• What the exercise asks: Copy all of the records below line for line, but leave the pictures out.

+++ Material provided +++

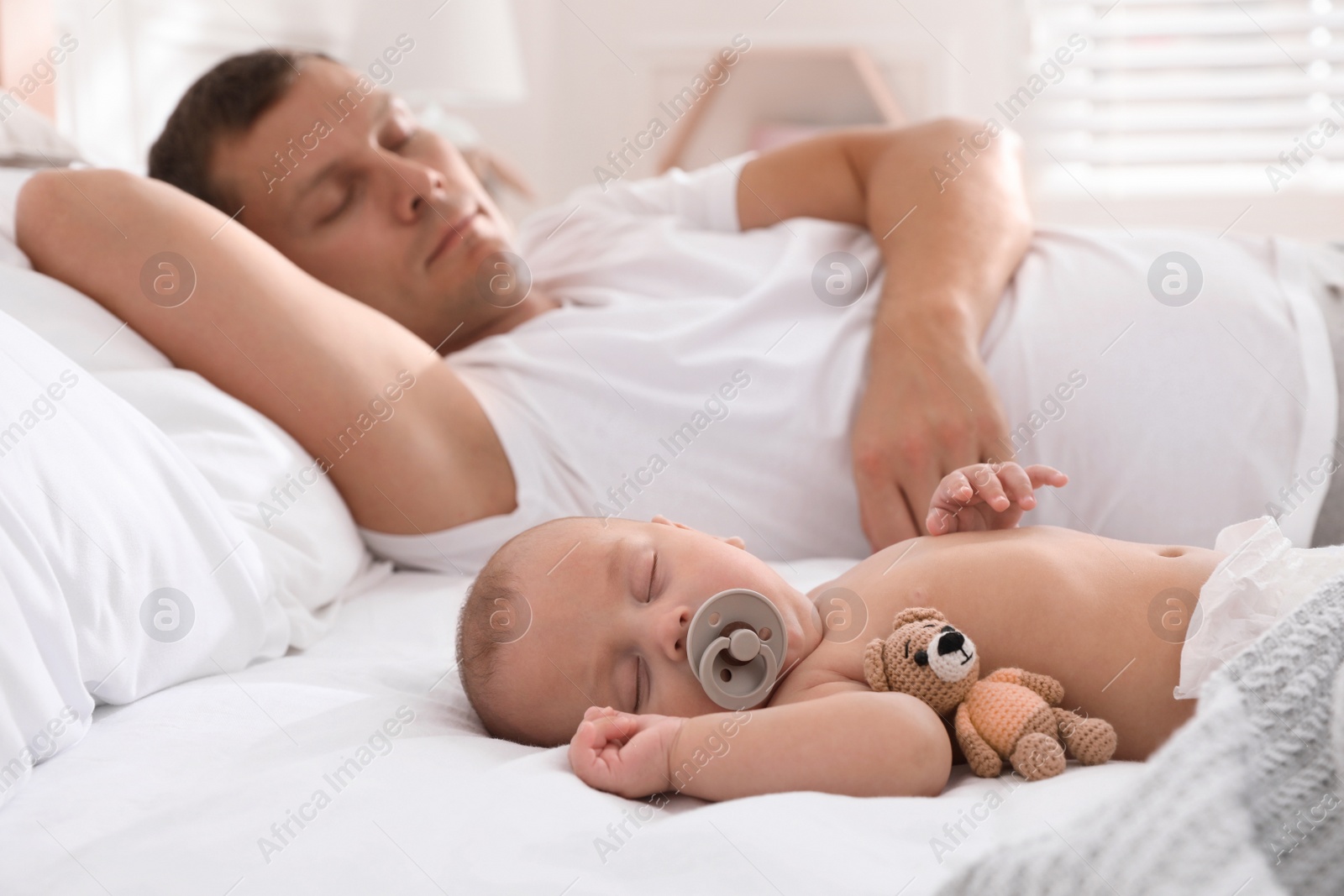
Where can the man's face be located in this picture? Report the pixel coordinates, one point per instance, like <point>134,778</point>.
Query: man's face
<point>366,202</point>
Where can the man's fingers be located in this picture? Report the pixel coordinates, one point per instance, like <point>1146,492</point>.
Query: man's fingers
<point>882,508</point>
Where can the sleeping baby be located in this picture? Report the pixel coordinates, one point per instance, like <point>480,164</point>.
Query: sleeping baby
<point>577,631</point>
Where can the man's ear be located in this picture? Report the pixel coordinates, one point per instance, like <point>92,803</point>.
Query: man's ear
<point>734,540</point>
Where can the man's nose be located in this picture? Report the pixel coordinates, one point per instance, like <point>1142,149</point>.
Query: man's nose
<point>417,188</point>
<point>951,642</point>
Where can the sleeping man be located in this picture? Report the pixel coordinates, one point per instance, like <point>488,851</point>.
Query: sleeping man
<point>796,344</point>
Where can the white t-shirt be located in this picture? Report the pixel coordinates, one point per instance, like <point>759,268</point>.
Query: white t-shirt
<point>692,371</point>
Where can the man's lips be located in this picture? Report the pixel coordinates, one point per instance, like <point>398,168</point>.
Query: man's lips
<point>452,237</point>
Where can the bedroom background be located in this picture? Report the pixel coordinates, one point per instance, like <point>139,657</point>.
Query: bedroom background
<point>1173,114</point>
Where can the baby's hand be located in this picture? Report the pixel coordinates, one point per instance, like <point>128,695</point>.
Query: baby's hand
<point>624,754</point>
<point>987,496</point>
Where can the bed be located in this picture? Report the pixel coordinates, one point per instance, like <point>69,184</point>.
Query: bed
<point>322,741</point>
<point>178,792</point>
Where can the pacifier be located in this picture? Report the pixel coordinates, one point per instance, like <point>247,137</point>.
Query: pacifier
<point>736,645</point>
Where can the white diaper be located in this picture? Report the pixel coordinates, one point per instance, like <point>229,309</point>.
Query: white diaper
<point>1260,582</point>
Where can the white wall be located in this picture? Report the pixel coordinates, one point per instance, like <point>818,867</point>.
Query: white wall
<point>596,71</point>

+++

• Exercise answer:
Where can the man's face be located in this picture? Report the pixel coordinates, one point per instance, like <point>134,778</point>.
Query: man's face
<point>366,202</point>
Where can the man's fingers be located in this picture? Report the pixel coordinates, one point per instance, like <point>1146,492</point>.
Query: man's fingers
<point>882,508</point>
Where can the sleeping baby be located in this picture? Report the pixel coordinates, one point per instance, like <point>480,164</point>.
Query: sleeping baby
<point>577,631</point>
Where can the man's ear be located in this picture? Report the pixel coordinates, one point per instance, like <point>92,803</point>.
Query: man's ear
<point>734,540</point>
Where can the man's nose be located in this picture? Report the pixel coordinates, one point per instance, like <point>1142,149</point>.
Query: man's nose
<point>417,188</point>
<point>951,642</point>
Where can the sleeping man be located in this picture? Report the pixel coordinates, one point per instance, like <point>488,851</point>.
Query: sleeping man
<point>796,344</point>
Where can the white t-shirt be located in this picture? Report the pixel coordinates, one point per instance, like <point>759,268</point>.
Query: white t-shirt
<point>692,371</point>
Where can the man's lips be located in this picture? Report the pixel coordinates, one point per instance, like <point>398,168</point>.
Query: man's lips
<point>452,237</point>
Where can the bedroom background be located in this picture? Report the pixel coordinates, one point per instance, like <point>139,657</point>.
Query: bedroom background
<point>1173,114</point>
Where can the baby's hand be located in this picture? Report the pixel coordinates, one point per instance, like <point>128,695</point>.
Query: baby's hand
<point>624,754</point>
<point>987,496</point>
Where can the bed be located in this picture? Report the pixel coordinates, one point per instance, like <point>69,184</point>.
Query: bed
<point>322,741</point>
<point>178,792</point>
Where can the pacifier be located in this picture? Report the pixel coordinates, one point per instance, like <point>247,137</point>.
Query: pacifier
<point>736,645</point>
Where can the white diaper be located in this picture? Report the pixel coordinates, one point per instance, like <point>229,309</point>.
Query: white diaper
<point>1260,582</point>
Where can the white wall be located in this picture? Report the pixel coordinates, one point per instance, like <point>818,867</point>.
Query: white wall
<point>596,71</point>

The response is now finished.